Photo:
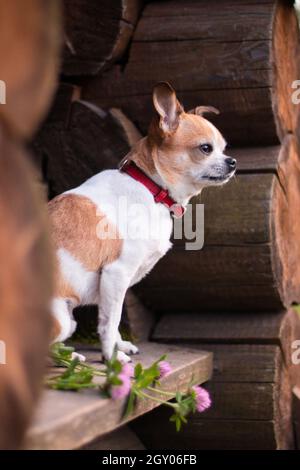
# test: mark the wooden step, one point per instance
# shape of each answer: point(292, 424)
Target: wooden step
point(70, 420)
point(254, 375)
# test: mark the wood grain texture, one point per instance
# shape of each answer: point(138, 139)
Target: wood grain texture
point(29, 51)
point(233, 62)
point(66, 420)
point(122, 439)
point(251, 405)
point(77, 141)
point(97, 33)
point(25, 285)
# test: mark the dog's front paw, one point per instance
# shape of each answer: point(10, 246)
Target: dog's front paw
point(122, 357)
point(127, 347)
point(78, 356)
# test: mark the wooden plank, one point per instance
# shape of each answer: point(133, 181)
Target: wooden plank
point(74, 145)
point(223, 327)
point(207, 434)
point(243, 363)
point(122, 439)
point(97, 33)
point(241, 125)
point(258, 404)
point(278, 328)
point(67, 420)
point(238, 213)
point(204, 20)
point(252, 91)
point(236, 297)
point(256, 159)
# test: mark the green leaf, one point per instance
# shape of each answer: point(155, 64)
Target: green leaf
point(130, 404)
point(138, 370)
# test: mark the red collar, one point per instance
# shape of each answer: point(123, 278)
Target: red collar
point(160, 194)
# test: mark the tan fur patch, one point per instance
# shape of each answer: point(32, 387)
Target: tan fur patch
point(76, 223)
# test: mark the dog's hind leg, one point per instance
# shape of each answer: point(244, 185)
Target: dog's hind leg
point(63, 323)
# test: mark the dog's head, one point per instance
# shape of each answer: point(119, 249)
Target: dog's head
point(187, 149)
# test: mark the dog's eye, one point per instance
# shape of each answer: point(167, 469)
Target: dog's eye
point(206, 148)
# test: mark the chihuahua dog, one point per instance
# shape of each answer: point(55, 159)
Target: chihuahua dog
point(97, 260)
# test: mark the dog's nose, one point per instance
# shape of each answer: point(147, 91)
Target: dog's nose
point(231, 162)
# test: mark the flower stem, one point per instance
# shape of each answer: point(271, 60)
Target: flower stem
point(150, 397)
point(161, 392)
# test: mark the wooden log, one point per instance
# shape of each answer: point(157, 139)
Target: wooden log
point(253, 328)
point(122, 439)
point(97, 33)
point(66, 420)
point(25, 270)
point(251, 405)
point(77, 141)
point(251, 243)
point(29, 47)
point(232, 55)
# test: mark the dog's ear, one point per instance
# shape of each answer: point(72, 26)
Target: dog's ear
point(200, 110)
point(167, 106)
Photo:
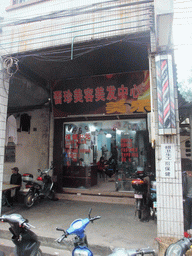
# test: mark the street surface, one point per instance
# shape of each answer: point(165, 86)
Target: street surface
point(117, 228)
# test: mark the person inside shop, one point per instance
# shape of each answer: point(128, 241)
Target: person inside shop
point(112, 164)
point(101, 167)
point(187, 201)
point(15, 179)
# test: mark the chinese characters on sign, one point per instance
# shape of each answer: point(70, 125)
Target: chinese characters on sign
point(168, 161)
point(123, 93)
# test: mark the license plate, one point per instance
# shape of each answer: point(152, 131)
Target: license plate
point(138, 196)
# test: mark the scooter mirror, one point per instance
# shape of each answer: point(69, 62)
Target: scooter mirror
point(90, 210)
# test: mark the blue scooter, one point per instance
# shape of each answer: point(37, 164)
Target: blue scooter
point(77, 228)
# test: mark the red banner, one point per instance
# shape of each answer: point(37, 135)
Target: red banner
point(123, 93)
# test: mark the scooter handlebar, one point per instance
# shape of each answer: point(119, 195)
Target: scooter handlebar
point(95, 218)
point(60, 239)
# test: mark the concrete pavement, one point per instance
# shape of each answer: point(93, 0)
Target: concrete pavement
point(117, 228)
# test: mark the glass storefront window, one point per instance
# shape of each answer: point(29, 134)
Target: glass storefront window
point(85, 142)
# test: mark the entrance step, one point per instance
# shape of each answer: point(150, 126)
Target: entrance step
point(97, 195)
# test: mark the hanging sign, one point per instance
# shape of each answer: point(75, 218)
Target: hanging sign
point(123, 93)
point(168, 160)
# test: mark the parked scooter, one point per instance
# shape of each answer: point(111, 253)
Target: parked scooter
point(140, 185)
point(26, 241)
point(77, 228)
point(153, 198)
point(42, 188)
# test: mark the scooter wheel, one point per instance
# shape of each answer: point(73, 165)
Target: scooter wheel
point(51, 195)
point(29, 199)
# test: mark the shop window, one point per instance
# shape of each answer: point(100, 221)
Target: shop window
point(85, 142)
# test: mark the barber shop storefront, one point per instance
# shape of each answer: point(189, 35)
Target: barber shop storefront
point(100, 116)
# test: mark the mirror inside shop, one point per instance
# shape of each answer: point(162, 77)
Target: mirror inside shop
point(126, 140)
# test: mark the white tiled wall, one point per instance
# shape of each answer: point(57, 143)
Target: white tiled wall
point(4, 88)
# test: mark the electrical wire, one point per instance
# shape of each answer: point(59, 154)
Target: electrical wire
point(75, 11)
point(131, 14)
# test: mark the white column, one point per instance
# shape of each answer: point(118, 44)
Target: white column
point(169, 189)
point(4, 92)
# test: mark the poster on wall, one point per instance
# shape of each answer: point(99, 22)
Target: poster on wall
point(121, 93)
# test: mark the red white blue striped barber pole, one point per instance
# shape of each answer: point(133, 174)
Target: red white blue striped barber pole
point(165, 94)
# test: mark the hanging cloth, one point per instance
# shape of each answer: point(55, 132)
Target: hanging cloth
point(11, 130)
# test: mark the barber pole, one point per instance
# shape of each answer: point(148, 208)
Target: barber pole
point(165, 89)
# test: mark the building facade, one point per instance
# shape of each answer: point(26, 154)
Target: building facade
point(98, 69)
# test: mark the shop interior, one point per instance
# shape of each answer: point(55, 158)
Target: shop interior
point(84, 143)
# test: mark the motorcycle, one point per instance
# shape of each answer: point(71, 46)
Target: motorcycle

# # #

→ **Task instructions**:
Rewrite the lines of the material from the line containing "# test: mark the hanging cloth, one" through the line containing "point(84, 143)", replacing "shop interior" with "store interior" and leaving everything else unchanged. Output only those lines.

→ **Exercise answer**:
# test: mark the hanging cloth, one point per instance
# shape of each answer: point(55, 132)
Target: hanging cloth
point(11, 130)
# test: mark the barber pole, one point per instance
# shape of each answer: point(148, 208)
Target: barber pole
point(165, 89)
# test: mark the building facade, one point per instance
# shape of each answer: point(26, 154)
Target: building facade
point(98, 69)
# test: mark the store interior, one point per instance
# shape of each answer: point(55, 158)
Target: store interior
point(84, 143)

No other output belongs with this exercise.